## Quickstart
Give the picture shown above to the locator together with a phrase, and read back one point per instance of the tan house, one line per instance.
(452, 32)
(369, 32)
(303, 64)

- Set exercise: Express the listing above as a Markdown table with the columns Row and Listing line, giving each nonblank line its own numbered row.

- Solution to the problem:
| Row | Listing line |
|---|---|
| 1 | ## Quickstart |
| 2 | Give the picture shown above to the locator together with a phrase, and read back one point per instance of the tan house, one line per instance. |
| 3 | (452, 32) |
| 4 | (369, 32) |
| 5 | (303, 64) |